## Instrucciones
Transcriba de nuevo los datos comprendidos entre la línea que contiene "Locate the pine" y la que contiene "xmin=675 ymin=359 xmax=732 ymax=393", ambas incluidas, sumando 115 a cada coordenada de las respuestas. Todo lo demás debe mantenerse sin cambios.

[Entradas de la colección]
:::
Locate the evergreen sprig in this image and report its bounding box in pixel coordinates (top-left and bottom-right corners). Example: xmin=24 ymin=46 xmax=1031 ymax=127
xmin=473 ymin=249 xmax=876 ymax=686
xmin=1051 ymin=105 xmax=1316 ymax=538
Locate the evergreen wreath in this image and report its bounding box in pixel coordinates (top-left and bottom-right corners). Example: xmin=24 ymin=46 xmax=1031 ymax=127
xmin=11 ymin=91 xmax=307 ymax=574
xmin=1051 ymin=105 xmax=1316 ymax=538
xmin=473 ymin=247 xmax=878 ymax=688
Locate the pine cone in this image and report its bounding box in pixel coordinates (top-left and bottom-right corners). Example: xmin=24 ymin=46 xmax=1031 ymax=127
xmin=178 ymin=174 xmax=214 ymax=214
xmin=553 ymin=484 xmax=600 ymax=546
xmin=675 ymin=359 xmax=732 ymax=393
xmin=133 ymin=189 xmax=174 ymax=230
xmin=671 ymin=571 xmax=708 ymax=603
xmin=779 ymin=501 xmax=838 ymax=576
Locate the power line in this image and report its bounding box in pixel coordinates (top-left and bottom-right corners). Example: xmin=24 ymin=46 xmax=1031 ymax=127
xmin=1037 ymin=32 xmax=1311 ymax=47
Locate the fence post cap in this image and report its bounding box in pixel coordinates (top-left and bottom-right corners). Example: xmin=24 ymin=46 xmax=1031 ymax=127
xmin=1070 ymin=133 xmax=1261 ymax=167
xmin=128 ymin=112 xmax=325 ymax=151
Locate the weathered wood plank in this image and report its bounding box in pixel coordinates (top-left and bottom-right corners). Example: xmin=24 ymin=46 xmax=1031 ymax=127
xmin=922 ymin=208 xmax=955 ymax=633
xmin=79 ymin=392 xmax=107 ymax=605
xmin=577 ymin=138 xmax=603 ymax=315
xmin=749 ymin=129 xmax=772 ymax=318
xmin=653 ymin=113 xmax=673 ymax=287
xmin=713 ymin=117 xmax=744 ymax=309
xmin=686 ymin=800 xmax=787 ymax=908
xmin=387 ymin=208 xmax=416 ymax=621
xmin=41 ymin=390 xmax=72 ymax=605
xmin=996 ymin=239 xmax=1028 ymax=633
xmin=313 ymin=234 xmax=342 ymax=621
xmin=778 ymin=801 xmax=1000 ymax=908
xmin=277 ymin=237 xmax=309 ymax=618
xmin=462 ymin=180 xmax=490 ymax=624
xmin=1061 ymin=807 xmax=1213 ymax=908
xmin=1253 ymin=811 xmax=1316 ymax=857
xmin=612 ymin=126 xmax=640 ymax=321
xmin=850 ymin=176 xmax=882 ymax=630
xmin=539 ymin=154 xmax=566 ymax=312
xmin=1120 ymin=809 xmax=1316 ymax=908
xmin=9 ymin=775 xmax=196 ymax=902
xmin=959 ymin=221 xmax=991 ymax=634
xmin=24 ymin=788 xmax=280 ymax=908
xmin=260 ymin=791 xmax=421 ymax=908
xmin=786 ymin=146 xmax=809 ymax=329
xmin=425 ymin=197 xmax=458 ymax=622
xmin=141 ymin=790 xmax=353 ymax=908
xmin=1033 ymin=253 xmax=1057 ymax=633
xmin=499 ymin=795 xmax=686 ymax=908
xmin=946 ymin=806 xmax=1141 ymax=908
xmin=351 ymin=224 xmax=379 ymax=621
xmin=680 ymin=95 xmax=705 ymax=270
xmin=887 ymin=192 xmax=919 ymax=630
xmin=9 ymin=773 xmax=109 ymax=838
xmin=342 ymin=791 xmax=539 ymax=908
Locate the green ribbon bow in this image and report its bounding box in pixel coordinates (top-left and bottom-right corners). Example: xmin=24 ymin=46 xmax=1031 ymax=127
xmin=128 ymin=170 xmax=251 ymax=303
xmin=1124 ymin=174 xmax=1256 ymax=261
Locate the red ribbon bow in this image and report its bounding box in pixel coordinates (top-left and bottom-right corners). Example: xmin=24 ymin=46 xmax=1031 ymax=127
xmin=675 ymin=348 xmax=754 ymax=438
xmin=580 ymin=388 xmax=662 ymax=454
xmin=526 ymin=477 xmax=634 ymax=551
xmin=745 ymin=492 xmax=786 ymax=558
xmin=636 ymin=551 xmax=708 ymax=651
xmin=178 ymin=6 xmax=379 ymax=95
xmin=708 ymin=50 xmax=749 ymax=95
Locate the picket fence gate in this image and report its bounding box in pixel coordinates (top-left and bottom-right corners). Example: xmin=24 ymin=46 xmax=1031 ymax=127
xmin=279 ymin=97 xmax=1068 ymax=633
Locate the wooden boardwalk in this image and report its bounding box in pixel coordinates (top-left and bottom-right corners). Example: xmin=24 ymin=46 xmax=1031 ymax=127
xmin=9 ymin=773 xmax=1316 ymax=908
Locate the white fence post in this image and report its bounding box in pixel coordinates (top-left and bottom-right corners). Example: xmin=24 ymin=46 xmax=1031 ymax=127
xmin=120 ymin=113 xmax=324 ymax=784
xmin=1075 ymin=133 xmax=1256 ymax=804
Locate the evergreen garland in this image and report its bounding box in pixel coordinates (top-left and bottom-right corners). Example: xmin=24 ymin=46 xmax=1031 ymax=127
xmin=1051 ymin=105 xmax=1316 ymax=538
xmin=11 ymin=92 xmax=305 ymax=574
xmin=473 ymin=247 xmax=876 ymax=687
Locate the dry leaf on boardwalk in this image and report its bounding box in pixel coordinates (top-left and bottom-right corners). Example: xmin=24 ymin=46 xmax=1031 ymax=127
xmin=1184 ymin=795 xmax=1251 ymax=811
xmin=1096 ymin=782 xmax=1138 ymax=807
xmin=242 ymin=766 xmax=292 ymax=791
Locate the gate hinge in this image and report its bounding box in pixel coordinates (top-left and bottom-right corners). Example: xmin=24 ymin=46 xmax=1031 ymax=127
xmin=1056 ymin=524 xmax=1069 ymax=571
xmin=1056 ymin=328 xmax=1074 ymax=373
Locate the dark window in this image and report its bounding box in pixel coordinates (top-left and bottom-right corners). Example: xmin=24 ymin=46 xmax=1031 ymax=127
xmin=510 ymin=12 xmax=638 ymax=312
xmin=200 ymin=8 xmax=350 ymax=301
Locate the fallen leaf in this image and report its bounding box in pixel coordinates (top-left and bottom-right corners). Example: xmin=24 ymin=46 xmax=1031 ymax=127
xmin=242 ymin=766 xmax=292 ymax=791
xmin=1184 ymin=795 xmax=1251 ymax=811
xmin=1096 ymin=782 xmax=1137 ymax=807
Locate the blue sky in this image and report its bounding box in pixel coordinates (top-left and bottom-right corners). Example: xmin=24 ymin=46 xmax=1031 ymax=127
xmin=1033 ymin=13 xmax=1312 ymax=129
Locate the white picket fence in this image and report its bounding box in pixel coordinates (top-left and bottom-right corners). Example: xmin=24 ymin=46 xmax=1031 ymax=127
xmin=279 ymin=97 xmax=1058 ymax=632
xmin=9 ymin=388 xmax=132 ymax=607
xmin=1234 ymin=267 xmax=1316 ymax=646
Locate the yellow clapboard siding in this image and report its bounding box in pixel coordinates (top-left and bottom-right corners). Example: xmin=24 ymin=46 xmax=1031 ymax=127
:::
## Respuesta escrita
Locate the pine cone in this image and report its bounding box in pixel coordinates (top-left and bottom-right corners). Example: xmin=24 ymin=46 xmax=1031 ymax=127
xmin=293 ymin=289 xmax=329 ymax=329
xmin=668 ymin=599 xmax=715 ymax=661
xmin=790 ymin=474 xmax=847 ymax=508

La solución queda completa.